TASK INSTRUCTIONS | Please write out the lines of the data exactly, beginning with the first and ending with the line containing "Find the yellow"; leave the pictures behind.

TASK DATA |

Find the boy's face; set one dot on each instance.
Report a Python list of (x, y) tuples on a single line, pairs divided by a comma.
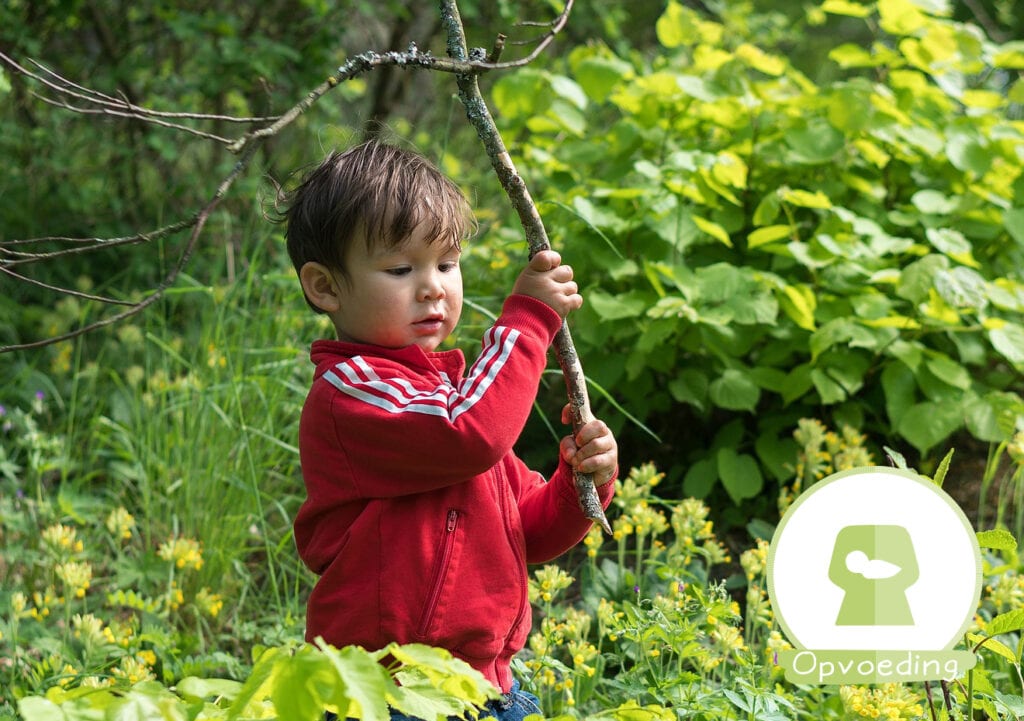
[(400, 296)]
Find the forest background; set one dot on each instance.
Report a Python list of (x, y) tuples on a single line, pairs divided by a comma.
[(798, 229)]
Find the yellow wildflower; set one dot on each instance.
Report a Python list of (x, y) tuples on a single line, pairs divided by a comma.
[(76, 577), (61, 540), (209, 603), (132, 670)]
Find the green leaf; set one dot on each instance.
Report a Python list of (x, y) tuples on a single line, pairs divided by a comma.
[(194, 688), (993, 645), (768, 209), (948, 371), (700, 477), (690, 386), (615, 307), (1013, 221), (997, 540), (933, 203), (900, 16), (798, 382), (301, 684), (1009, 340), (899, 389), (769, 234), (799, 302), (255, 686), (845, 7), (734, 391), (927, 424), (713, 229), (365, 681), (968, 154), (569, 90), (776, 455), (940, 473), (676, 26), (522, 94), (817, 142), (39, 709), (806, 199), (598, 75), (739, 474), (918, 279)]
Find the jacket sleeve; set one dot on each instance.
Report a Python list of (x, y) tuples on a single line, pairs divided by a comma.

REPLY |
Find the boy's face; set one dot on each instance.
Report a Python list of (x, y) tuples on a single line, pairs divided by a comma.
[(400, 296)]
Find the forest background; set one dot on each instance.
Report a Python list of (x, y) tuples on a single line, pairs divided by a comma.
[(798, 229)]
Find the yellow wildflower; set one dot on each instance.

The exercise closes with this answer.